Texte fourni:
Les chiffres sont pourtant faciles à interpréter :

Pour l’année 2007 – 2008, le nombre de jeunes en situation de handicap, scolarisés dans un établissement ordinaire est estimé à près de 162 100.

Le potentiel d’accompagnement créé et mobilisé au cours de l’année scolaire 2007-2008 est de plus de 19 800 emplois dont près de 17 900 peuvent se consacrer aux mesures d’accompagnement individuel décidées par les commissions des droits et de l’autonomie des personnes handicapées.

Total : 11% des enfants handicapés seulement bénéficient d’une AVS en milieu scolaire ordinaire.

Bien sur je ne jette pas l’opprobre sur l’école, la directrice ou même l’institutrice. Quand on a 30 enfants de 3 ans à gérer toute la journée, comment imaginer trouver du temps à consacrer à un enfant handicapé ?

Ce matin, la maman de Choupi’ a décroché son téléphone en tremblant, a invoqué tous les dieux du monde entier ainsi que leurs saints, et a appelé les services académiques. Les yeux sur Choupi’, elle a eu une personne au bout du fil, et avec une grosse boule dans la gorge, elle a demandé si une AVS avait bien été recrutée et si Choupi’ pourrait faire sa rentrée lui aussi.

Les Saints étaient avec eux, une AVS l’accompagnera bien pendant sa première année de maternelle, 24 heures par semaine. Mais les Dieux sont restés un peu sourds : on ne sait pas encore quand.

La directrice de l’école a tout de même quitté sa faille spatio-temporelle et accepté de prendre Choupi’ pour la rentrée, même sans AVS, même avec des problèmes de propreté.

Pour autant, même si cette histoire se termine plutôt bien, le flou artistique qui se dégage du recrutement et de la formation des AVS, de leur nombre et de leur type de contrat, laisse penser que la scolarisation des enfants handicapés en milieu scolaire est loin d’être gagnée.

Pour certains enfants qui sont trop en décalage, les CLIS, classes spécifiques pour enfants handicapés, avec passerelle vers des classes ordinaires, sont un très bel outil, mais le problème de leur nombre et du recrutement des professionnels dans ces classes est aussi bien en-deça de ce qu’il faudrait pour donner une chance à tous de s’épanouir, de satisfaire leur curiosité, leur soif d’apprendre et d’avoir une vie sociale !

Bref, si Choupi’ a eu beaucoup de chance, il n’en va pas de même pour de nombreux autres enfants handicapés qui n’auront pas une AVS à disposition. Il y a encore beaucoup d’efforts à fournir de ce côté-là.

(8 commentaires)

  1. Félicitation c’est déjpa un bon début… Mon fils a 2 ans et demi et est dans le même cas que le vôtre. Il commence lui aussi la crèche ce lundi 1er septembre avc toutes les mêmes préocupations. Comme nous habitons en Espagne et que nous ne connaissons pas d’autres enfant dans le même cas, nous ne savons pas à quoi nous attendre. Toujours est-il que la directrice de la crèche n’a pas jugé bon d’embaucher une AVS. Il semblerait qu’ici, cela se fasse sur la marche. Pas très rassurant. Heureusement que lundi on peux rester avec lui les deux… On verra combien de puéricultrices il y a dans sa classe et pour combien d’enfants… Aïe Aïe Aïe, ça promet…
    Bonne continuation….

Liste extraite:

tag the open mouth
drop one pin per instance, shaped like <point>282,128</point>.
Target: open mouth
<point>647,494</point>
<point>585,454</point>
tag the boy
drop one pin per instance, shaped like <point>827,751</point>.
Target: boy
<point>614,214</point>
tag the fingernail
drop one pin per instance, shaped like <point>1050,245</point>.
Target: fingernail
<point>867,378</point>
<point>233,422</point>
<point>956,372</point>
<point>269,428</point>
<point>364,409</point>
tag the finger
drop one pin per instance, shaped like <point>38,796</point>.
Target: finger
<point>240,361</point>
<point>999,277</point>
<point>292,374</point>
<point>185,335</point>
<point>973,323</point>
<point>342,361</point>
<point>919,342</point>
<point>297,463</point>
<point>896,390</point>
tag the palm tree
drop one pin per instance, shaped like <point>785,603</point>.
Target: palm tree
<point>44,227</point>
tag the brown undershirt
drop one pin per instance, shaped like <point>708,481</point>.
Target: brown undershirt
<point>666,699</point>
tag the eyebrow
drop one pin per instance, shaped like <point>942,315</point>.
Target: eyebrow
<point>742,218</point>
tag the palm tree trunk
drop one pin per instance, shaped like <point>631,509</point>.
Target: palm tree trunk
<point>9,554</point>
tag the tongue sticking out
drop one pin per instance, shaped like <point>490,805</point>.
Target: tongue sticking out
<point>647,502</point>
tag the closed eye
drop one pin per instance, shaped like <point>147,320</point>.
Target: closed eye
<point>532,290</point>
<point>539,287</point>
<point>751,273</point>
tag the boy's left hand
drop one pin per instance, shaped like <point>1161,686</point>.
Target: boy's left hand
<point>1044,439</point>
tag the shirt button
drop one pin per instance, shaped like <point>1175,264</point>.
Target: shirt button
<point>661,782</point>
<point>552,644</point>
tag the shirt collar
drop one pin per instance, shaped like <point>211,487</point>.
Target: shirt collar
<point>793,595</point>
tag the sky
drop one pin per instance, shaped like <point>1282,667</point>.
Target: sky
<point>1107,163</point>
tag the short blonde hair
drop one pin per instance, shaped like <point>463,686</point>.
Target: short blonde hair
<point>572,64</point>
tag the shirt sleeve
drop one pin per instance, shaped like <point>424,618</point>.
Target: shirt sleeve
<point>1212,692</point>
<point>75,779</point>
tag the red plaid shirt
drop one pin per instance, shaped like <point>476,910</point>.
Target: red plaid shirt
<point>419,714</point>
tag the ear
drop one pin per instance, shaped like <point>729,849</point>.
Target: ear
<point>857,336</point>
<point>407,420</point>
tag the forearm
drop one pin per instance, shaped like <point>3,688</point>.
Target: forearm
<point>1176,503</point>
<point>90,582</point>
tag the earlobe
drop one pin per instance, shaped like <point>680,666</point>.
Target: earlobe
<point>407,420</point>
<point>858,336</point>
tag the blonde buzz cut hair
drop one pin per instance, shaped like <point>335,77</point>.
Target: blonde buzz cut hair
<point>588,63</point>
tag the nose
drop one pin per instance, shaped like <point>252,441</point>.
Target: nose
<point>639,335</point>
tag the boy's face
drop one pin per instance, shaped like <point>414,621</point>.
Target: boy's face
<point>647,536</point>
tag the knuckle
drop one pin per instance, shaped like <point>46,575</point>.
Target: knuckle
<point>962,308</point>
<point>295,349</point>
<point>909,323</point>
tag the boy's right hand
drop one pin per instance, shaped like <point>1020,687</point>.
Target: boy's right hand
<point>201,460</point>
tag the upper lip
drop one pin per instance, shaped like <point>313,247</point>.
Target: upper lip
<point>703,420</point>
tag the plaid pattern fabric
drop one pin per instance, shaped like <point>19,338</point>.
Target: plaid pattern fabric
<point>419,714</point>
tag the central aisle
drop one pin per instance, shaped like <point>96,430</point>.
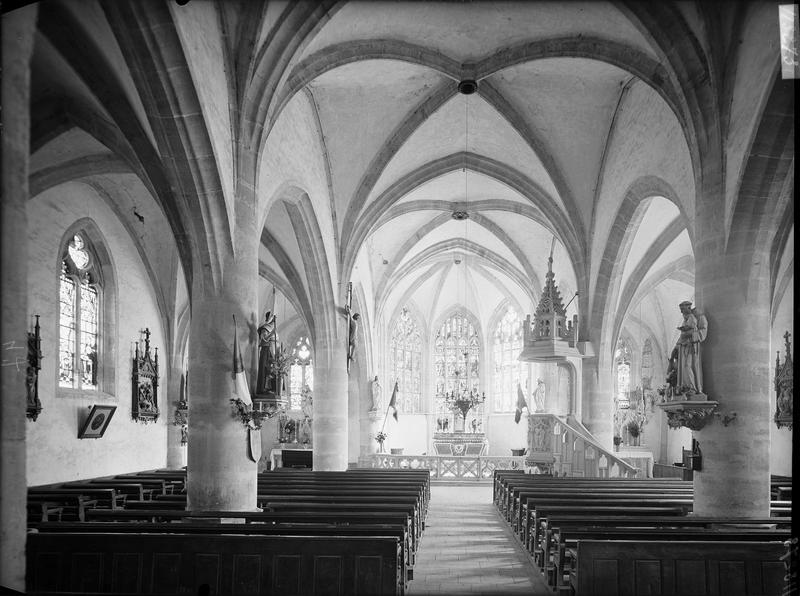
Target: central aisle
<point>468,549</point>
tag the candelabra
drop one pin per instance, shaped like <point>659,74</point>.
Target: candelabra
<point>463,399</point>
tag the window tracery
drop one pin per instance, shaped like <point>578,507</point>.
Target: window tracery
<point>452,371</point>
<point>301,373</point>
<point>508,370</point>
<point>405,355</point>
<point>79,316</point>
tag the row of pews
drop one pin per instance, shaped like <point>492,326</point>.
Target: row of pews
<point>593,537</point>
<point>353,532</point>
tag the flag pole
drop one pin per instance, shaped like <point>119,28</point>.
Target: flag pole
<point>385,417</point>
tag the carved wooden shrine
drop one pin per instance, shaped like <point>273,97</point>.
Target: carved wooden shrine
<point>784,386</point>
<point>145,383</point>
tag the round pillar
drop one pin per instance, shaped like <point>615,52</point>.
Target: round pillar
<point>330,404</point>
<point>175,451</point>
<point>734,480</point>
<point>19,27</point>
<point>220,475</point>
<point>598,402</point>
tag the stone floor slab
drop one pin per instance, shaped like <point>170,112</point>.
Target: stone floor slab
<point>468,549</point>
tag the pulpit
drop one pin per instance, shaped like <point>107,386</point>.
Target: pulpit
<point>460,443</point>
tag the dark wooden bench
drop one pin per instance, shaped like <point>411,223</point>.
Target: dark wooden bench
<point>542,513</point>
<point>235,565</point>
<point>277,527</point>
<point>633,567</point>
<point>142,517</point>
<point>550,526</point>
<point>105,497</point>
<point>560,563</point>
<point>523,510</point>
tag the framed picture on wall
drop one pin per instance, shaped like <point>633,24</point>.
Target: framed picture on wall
<point>97,422</point>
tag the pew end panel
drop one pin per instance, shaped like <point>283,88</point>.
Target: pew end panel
<point>244,565</point>
<point>633,567</point>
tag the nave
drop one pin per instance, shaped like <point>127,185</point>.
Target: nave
<point>468,549</point>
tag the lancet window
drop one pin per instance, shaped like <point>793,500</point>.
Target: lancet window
<point>79,316</point>
<point>507,369</point>
<point>622,360</point>
<point>405,357</point>
<point>301,372</point>
<point>456,358</point>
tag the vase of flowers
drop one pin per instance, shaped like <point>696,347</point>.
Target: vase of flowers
<point>634,430</point>
<point>381,438</point>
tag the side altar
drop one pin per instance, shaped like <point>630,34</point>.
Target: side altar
<point>460,443</point>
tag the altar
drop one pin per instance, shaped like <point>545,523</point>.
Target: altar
<point>460,443</point>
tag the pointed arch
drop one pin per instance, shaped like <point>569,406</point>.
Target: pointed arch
<point>87,337</point>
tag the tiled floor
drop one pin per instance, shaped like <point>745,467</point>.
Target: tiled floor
<point>468,549</point>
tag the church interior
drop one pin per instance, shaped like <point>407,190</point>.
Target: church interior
<point>406,249</point>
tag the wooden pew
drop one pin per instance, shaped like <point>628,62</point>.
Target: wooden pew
<point>568,539</point>
<point>180,517</point>
<point>633,567</point>
<point>317,506</point>
<point>544,512</point>
<point>235,565</point>
<point>551,526</point>
<point>280,527</point>
<point>530,503</point>
<point>520,517</point>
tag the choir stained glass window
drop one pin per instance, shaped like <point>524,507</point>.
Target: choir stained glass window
<point>301,372</point>
<point>456,361</point>
<point>647,364</point>
<point>506,367</point>
<point>79,317</point>
<point>405,362</point>
<point>622,359</point>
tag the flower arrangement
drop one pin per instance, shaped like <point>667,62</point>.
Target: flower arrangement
<point>181,412</point>
<point>249,417</point>
<point>634,429</point>
<point>283,362</point>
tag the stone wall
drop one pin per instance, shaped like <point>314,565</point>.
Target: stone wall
<point>54,452</point>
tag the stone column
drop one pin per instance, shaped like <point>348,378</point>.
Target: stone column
<point>175,451</point>
<point>220,475</point>
<point>736,360</point>
<point>598,403</point>
<point>330,403</point>
<point>19,27</point>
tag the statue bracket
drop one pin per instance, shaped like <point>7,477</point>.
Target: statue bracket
<point>693,414</point>
<point>783,420</point>
<point>726,419</point>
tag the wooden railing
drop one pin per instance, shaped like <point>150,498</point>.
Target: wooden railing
<point>444,467</point>
<point>576,453</point>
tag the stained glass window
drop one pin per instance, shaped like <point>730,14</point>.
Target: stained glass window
<point>647,364</point>
<point>79,317</point>
<point>622,359</point>
<point>405,363</point>
<point>456,351</point>
<point>508,370</point>
<point>301,372</point>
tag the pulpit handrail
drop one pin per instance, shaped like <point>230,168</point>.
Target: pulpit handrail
<point>575,431</point>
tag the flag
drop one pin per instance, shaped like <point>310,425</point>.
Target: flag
<point>521,403</point>
<point>393,401</point>
<point>240,388</point>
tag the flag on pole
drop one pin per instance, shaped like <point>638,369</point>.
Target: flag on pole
<point>240,388</point>
<point>271,303</point>
<point>521,403</point>
<point>393,401</point>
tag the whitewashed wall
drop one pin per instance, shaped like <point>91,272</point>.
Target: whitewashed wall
<point>54,452</point>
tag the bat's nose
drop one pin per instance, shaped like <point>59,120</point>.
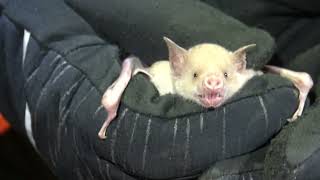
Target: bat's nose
<point>213,83</point>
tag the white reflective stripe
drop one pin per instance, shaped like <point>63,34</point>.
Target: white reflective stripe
<point>27,116</point>
<point>26,38</point>
<point>28,126</point>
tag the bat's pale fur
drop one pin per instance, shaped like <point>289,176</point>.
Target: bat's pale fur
<point>207,74</point>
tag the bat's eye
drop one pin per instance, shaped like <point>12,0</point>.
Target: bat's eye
<point>195,75</point>
<point>225,75</point>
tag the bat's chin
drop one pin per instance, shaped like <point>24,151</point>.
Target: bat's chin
<point>211,99</point>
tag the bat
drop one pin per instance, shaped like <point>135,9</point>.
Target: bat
<point>207,74</point>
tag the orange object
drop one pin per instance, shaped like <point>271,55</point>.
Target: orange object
<point>4,125</point>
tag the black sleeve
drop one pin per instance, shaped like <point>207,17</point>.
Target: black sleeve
<point>68,67</point>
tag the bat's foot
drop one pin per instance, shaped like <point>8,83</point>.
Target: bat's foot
<point>111,104</point>
<point>112,96</point>
<point>301,80</point>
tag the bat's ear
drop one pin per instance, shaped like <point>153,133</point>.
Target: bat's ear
<point>177,56</point>
<point>240,56</point>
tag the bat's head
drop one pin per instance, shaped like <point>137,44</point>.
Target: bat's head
<point>208,74</point>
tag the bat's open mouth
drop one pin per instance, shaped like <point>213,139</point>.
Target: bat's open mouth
<point>212,98</point>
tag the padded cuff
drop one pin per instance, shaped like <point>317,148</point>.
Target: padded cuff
<point>248,166</point>
<point>139,26</point>
<point>294,153</point>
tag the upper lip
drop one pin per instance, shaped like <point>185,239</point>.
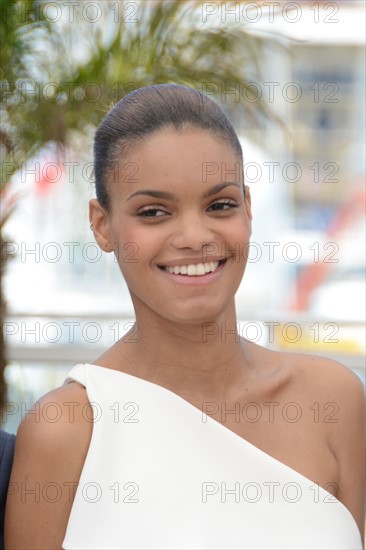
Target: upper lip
<point>190,261</point>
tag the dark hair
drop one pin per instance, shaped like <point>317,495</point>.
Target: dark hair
<point>147,109</point>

Consigne: Pour chacune de ces affirmations, dites si elle concorde avec le texte sur la scolarisation des enfants handicapés, en répondant par oui ou par non et en citant mot pour mot le passage qui tranche : (a) une AVS accompagnera Choupi’ 24 heures par semaine ; (b) on sait déjà à quelle date l’AVS commencera ; (c) la directrice a refusé d’accueillir Choupi’ sans AVS. La liste n'intervient en rien dans cet exercice.

Réponse:
(a) Oui : « une AVS l’accompagnera bien pendant sa première année de maternelle, 24 heures par semaine ».
(b) Non : « on ne sait pas encore quand ».
(c) Non : « accepté de prendre Choupi’ pour la rentrée, même sans AVS ».